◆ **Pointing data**
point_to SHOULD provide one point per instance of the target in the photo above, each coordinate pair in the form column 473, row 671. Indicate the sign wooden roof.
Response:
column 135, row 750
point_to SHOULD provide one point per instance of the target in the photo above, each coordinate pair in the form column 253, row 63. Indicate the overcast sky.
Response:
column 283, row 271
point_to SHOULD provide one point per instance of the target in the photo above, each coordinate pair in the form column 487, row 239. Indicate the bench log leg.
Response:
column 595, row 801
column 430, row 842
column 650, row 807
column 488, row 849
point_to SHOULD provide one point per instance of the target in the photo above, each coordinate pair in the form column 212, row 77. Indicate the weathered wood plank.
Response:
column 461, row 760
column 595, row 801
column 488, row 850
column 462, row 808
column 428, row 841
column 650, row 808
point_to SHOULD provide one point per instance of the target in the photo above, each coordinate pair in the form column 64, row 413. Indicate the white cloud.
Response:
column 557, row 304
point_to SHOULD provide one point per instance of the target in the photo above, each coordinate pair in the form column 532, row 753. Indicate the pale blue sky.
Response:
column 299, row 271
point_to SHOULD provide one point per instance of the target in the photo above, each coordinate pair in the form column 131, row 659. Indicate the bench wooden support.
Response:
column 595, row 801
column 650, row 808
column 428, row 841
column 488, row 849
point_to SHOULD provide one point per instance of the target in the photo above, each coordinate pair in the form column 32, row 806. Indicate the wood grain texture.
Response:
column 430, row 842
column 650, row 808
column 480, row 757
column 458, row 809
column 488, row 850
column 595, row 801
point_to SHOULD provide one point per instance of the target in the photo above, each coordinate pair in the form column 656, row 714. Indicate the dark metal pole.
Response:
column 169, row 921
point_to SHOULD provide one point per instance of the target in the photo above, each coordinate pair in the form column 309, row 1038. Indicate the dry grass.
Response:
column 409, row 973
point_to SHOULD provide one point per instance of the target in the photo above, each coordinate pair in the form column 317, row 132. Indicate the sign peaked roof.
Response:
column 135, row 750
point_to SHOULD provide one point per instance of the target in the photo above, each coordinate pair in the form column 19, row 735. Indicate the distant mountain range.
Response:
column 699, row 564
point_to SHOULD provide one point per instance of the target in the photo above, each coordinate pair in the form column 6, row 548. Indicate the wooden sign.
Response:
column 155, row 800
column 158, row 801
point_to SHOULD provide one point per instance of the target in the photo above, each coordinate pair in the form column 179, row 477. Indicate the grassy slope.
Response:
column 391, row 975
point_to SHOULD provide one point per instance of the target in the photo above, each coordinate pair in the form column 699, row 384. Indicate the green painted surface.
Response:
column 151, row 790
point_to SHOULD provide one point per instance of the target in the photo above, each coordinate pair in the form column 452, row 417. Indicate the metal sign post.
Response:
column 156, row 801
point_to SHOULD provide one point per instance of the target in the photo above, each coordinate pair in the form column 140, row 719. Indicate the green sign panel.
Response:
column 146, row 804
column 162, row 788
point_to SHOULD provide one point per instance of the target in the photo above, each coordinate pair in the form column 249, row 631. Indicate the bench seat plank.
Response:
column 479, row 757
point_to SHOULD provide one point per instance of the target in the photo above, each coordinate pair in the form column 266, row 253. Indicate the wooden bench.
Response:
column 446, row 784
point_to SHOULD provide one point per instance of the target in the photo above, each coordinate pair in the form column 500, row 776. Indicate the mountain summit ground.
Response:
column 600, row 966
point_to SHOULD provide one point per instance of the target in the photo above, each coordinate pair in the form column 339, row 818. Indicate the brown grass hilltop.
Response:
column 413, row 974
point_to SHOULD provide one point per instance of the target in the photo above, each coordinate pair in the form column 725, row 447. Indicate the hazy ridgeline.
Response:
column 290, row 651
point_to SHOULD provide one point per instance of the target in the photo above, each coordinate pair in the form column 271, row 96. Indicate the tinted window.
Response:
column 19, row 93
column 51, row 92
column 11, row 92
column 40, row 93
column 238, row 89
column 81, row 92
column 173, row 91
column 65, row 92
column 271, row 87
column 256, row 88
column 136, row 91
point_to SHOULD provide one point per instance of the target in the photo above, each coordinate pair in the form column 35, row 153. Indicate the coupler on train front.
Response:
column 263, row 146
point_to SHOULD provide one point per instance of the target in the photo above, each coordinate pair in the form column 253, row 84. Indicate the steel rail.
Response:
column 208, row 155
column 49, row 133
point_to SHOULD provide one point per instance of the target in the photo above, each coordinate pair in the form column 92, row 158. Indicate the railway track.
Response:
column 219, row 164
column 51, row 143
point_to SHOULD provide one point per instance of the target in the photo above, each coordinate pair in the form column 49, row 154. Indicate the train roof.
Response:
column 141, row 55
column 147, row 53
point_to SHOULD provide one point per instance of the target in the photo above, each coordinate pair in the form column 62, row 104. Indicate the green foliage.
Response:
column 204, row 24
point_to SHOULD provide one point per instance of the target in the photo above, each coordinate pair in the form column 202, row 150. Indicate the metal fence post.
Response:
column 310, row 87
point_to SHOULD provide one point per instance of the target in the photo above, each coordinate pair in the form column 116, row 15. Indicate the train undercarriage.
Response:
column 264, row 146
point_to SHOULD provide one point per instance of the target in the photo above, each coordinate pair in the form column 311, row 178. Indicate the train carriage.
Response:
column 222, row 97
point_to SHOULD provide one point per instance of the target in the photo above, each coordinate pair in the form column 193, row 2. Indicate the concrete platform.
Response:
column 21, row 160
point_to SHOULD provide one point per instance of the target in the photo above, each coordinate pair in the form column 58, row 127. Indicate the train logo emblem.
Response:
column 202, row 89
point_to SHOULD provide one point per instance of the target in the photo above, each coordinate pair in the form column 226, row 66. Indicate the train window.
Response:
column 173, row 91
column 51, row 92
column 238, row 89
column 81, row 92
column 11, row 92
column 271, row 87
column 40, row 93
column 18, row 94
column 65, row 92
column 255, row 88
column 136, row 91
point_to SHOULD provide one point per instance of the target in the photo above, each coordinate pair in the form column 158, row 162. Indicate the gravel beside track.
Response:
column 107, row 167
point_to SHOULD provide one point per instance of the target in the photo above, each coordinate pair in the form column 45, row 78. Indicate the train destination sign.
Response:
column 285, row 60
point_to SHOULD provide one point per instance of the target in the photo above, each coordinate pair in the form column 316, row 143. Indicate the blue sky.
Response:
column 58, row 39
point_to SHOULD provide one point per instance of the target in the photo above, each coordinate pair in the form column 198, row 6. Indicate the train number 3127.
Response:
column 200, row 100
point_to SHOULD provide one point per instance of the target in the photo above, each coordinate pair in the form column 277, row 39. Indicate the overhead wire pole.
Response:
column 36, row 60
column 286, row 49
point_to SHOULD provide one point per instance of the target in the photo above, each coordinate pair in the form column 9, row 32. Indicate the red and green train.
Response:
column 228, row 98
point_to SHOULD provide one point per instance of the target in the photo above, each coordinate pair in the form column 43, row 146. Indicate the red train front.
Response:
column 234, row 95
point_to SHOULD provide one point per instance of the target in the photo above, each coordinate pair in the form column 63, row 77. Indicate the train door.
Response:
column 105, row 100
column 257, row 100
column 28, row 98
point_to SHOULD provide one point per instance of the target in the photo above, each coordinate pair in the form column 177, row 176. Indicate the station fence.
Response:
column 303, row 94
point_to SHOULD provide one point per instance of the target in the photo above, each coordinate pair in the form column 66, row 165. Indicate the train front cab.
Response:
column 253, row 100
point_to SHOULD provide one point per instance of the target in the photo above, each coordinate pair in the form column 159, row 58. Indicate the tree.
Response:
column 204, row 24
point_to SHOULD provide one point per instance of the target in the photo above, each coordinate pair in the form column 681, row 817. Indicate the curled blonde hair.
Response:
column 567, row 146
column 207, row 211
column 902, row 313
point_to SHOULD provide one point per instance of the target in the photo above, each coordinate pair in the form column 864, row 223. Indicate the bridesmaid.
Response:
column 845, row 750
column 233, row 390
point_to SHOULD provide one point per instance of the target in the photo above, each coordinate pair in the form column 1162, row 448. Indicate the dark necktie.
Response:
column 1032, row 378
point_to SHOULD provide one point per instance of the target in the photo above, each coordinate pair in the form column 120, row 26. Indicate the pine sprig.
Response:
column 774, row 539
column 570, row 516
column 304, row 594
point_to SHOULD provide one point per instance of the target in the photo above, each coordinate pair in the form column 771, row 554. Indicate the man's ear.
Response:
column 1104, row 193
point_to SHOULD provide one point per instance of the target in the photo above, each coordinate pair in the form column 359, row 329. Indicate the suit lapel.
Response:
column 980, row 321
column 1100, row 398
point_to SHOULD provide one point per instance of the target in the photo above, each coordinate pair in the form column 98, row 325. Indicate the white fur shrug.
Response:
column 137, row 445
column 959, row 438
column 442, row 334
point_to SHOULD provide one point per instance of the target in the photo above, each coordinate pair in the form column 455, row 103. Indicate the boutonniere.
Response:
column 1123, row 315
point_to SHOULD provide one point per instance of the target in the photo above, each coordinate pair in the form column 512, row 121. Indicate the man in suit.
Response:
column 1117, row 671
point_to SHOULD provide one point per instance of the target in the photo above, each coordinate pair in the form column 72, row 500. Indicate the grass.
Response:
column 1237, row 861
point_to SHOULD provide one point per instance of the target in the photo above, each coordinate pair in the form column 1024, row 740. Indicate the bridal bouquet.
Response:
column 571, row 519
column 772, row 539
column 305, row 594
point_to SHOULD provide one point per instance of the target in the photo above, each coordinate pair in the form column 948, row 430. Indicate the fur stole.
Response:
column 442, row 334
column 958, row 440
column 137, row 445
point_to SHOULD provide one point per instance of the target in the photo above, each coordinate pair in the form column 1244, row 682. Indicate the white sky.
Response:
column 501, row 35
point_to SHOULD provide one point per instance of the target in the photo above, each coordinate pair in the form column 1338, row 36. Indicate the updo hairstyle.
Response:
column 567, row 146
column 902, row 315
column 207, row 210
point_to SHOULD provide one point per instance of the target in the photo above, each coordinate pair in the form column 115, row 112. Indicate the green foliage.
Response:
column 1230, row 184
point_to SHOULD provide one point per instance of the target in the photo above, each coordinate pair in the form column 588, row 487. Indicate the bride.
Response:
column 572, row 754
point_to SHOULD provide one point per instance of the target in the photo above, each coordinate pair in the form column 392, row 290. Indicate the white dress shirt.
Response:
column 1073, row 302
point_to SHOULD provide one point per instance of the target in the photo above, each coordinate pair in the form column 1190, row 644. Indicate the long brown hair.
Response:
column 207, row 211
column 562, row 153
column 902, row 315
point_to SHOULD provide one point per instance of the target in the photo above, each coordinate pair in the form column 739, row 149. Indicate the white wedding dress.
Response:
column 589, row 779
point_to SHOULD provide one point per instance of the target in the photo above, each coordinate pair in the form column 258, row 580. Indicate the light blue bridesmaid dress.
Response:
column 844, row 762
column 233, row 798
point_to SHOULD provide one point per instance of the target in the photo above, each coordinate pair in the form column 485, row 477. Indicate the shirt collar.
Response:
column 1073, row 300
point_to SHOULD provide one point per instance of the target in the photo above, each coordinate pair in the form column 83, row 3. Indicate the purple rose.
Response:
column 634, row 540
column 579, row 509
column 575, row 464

◆ **GOAL**
Rewrite the data starting at the line that contains "sign peaked roof." and ending at the line that contains "column 413, row 974", substituting "Locate" for every "Indicate" and leaving everything else unchanged. Give back only those lines.

◆ **TASK RESULT**
point_to SHOULD provide one point per instance of the target in the photo above, each coordinate pair in the form column 317, row 132. Locate the sign peaked roof.
Response:
column 135, row 750
point_to SHOULD provide one point per instance of the target in the photo above, each coordinate pair in the form column 19, row 735. Locate the distant mountain range.
Response:
column 699, row 564
point_to SHOULD provide one point per instance of the target in the photo above, each coordinate pair in the form column 6, row 548. Locate the wooden sign.
Response:
column 155, row 800
column 158, row 801
point_to SHOULD provide one point per instance of the target in the photo above, each coordinate pair in the form column 179, row 477. Locate the grassy slope.
Response:
column 391, row 975
point_to SHOULD provide one point per instance of the target in the photo above, each coordinate pair in the form column 699, row 384. Locate the green painted surface.
Response:
column 151, row 790
point_to SHOULD provide one point per instance of the target in the photo above, each coordinate pair in the form column 452, row 417. Locate the metal sign post.
Response:
column 156, row 801
point_to SHOULD provide one point per instance of the target in the photo above, each coordinate pair in the form column 140, row 719. Locate the green sign panel.
Response:
column 146, row 804
column 162, row 788
point_to SHOULD provide one point per instance of the target in the photo above, each coordinate pair in the form column 249, row 631. Locate the bench seat plank.
Response:
column 479, row 757
point_to SHOULD provide one point per instance of the target in the photo above, each coordinate pair in the form column 266, row 253. Locate the wooden bench.
Response:
column 446, row 784
point_to SHOULD provide one point per instance of the target in the photo above, each coordinate pair in the form column 500, row 776. Locate the mountain summit ground.
Response:
column 600, row 966
point_to SHOULD provide one point per instance of the target in the photo above, each coordinate pair in the form column 339, row 818. Locate the brown grass hilltop.
Response:
column 413, row 974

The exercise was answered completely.